▶ TASK DETAILS
Please count how many lines in the records contain the string "black", matching case exactly, and reply with only that number.

▶ INPUT DATA
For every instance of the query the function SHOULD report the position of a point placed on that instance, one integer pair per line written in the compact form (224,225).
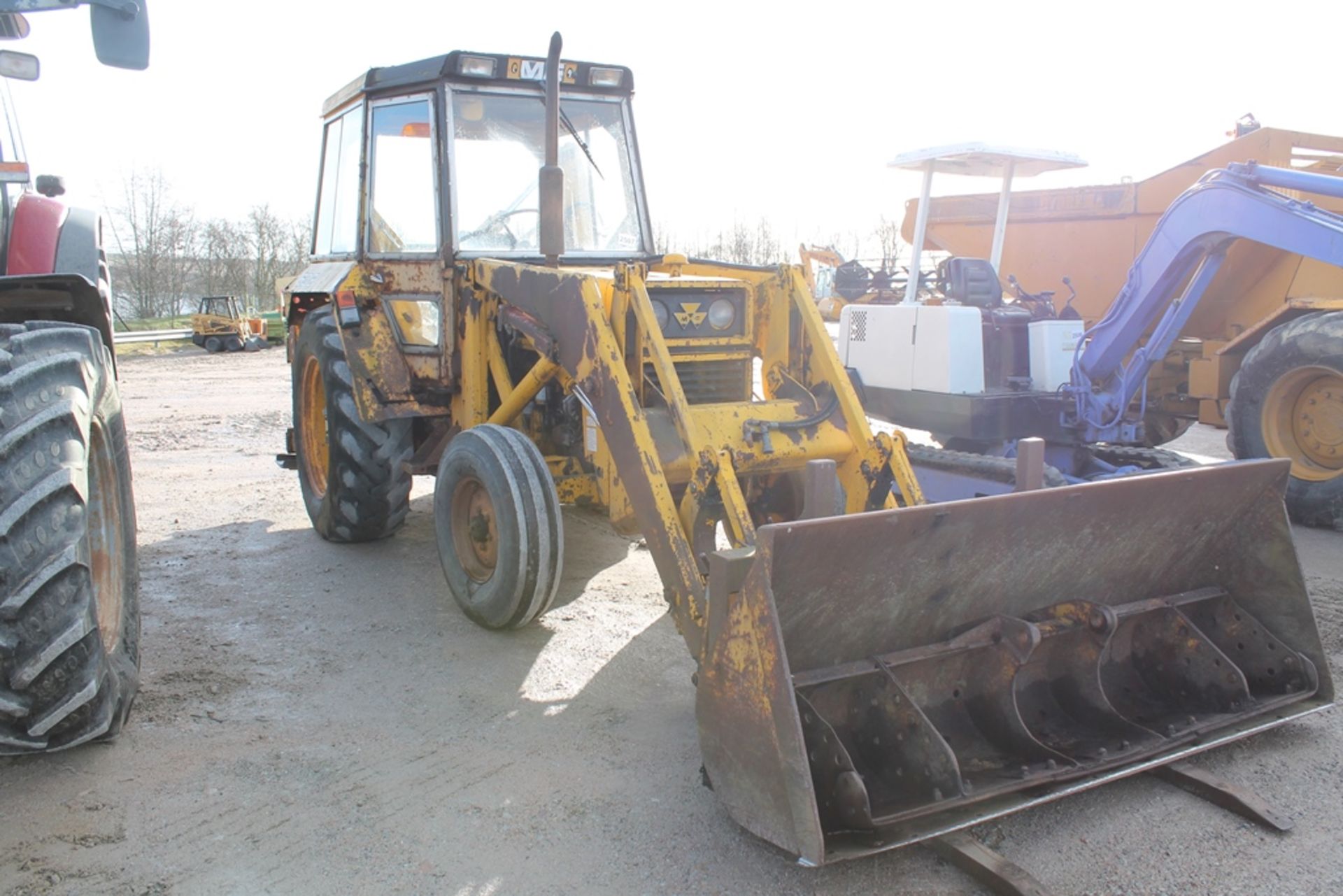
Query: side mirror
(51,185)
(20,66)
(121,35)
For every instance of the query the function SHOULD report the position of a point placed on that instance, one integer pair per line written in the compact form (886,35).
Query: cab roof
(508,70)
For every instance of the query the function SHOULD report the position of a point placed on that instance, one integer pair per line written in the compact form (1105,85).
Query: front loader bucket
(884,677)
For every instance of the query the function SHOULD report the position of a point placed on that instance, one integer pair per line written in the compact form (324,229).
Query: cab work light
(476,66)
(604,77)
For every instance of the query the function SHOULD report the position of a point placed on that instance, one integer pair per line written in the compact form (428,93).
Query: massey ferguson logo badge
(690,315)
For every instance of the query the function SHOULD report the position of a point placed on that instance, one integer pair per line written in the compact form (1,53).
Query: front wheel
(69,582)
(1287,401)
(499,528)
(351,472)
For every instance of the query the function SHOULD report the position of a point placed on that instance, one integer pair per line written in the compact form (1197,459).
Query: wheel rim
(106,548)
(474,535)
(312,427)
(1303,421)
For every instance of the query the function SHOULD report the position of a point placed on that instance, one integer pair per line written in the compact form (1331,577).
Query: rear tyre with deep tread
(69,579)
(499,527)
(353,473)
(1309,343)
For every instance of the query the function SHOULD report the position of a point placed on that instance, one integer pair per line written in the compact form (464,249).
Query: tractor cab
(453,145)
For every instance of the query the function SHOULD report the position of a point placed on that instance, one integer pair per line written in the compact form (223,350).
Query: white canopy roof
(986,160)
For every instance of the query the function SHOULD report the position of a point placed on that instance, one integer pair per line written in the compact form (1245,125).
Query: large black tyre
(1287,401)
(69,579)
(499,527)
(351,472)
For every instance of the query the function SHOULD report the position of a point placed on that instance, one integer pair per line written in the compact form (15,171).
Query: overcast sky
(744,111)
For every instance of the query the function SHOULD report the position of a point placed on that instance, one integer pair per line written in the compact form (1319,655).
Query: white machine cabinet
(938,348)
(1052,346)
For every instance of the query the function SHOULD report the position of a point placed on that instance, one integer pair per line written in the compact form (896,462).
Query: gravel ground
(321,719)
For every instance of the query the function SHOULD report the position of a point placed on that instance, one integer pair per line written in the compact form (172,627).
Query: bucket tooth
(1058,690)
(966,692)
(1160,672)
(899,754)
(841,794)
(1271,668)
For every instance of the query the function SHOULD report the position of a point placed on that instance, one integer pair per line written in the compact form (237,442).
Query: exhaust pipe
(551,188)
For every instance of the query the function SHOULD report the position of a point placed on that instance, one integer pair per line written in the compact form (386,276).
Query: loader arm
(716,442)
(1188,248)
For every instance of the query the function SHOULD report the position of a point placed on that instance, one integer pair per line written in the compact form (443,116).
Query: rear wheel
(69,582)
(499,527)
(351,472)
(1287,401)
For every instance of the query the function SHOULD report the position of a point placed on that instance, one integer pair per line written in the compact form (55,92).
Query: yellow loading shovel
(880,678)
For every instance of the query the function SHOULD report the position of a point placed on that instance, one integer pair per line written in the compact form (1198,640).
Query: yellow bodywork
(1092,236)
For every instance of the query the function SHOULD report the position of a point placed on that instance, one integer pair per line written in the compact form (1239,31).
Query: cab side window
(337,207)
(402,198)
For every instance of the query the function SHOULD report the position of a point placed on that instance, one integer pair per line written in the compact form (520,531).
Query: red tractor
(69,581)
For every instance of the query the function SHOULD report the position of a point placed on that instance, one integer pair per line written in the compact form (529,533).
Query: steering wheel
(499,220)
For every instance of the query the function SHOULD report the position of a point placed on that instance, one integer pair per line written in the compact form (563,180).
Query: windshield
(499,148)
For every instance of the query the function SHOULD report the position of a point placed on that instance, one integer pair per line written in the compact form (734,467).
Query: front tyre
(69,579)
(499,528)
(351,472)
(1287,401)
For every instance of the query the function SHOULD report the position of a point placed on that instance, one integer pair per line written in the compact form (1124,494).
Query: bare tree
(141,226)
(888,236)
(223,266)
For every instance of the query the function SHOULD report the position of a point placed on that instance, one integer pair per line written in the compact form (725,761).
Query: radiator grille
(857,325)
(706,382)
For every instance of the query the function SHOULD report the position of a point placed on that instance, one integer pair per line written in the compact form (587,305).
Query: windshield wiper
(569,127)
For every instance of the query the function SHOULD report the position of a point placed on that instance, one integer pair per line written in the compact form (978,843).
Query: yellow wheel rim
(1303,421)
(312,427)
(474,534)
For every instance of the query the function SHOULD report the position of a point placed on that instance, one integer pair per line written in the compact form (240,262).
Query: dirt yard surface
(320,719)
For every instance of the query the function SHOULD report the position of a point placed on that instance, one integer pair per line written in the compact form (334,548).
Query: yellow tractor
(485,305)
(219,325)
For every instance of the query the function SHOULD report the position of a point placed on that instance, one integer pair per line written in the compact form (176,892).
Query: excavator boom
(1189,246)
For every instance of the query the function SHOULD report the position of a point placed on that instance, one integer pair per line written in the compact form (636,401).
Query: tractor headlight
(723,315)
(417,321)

--

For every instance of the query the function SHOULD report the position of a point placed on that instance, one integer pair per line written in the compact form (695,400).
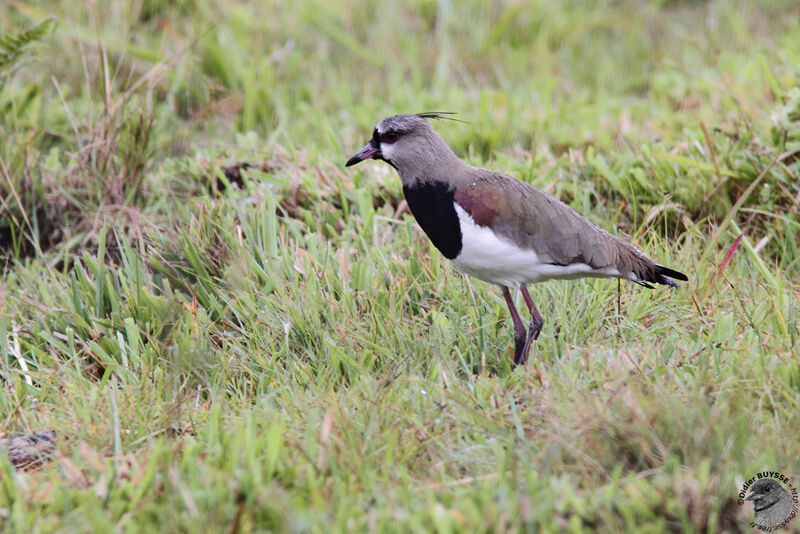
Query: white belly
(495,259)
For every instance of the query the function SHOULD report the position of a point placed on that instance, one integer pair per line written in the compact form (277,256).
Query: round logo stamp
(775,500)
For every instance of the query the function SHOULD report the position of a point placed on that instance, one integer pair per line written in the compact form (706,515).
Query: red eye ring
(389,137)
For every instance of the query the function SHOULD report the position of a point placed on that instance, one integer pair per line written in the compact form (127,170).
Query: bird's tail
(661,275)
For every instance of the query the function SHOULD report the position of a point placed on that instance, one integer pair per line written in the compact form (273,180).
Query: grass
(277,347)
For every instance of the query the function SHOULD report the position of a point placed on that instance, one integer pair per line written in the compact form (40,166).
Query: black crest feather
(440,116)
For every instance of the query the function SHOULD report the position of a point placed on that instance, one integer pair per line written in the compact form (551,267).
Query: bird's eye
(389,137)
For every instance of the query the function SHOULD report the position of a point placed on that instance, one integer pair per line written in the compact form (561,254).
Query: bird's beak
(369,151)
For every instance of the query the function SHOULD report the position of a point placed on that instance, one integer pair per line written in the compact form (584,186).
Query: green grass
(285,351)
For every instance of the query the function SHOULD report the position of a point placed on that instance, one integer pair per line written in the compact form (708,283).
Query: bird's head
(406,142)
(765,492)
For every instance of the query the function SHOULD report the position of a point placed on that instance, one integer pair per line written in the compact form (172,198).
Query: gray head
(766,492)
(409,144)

...

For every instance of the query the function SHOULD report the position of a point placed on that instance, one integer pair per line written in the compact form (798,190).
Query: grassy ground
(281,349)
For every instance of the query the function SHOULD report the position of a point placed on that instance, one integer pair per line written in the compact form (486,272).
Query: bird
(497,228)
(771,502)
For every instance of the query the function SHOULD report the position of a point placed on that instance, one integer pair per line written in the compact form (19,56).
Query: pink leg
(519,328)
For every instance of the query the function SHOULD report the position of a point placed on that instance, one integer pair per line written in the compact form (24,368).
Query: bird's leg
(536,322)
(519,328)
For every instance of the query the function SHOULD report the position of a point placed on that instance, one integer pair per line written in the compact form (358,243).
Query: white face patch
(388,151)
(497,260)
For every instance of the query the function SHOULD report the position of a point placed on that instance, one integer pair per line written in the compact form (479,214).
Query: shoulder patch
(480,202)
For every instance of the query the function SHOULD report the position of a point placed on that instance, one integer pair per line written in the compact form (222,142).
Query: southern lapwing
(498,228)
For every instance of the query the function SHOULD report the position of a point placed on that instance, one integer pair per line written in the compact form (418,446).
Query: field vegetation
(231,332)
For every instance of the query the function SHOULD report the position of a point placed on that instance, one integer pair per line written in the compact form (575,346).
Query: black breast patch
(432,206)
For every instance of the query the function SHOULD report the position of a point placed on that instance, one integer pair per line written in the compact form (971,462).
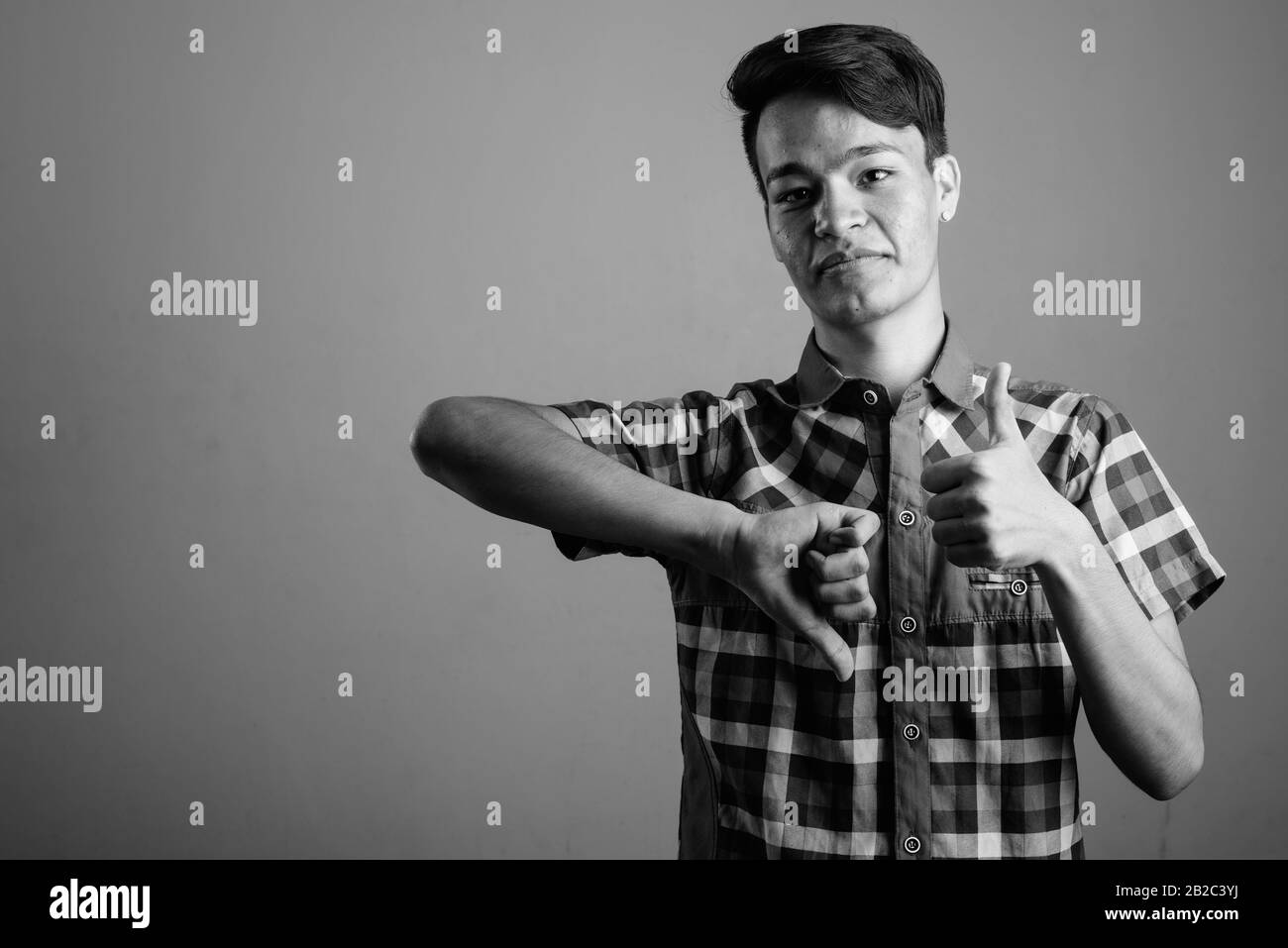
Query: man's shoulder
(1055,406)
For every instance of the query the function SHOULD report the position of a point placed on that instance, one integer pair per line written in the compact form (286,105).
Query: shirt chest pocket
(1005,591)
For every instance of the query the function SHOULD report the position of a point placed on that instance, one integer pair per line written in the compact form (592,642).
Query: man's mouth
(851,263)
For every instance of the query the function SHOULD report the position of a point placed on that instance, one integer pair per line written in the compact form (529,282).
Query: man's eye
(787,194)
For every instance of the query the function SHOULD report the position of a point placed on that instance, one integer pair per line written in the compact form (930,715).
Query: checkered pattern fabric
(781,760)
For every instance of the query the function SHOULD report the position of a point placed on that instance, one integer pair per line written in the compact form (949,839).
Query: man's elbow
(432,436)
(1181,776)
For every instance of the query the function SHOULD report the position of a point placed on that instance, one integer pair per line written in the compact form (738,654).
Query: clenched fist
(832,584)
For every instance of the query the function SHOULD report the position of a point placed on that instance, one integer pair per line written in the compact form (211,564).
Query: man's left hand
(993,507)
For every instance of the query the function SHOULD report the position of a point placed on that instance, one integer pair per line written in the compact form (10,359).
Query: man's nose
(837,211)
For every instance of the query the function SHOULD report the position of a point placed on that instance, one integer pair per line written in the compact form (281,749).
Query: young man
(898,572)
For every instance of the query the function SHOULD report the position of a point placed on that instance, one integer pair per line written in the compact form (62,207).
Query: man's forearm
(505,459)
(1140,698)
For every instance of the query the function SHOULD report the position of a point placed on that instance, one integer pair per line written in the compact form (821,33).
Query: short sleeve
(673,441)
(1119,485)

▶ EXERCISE RESULT
3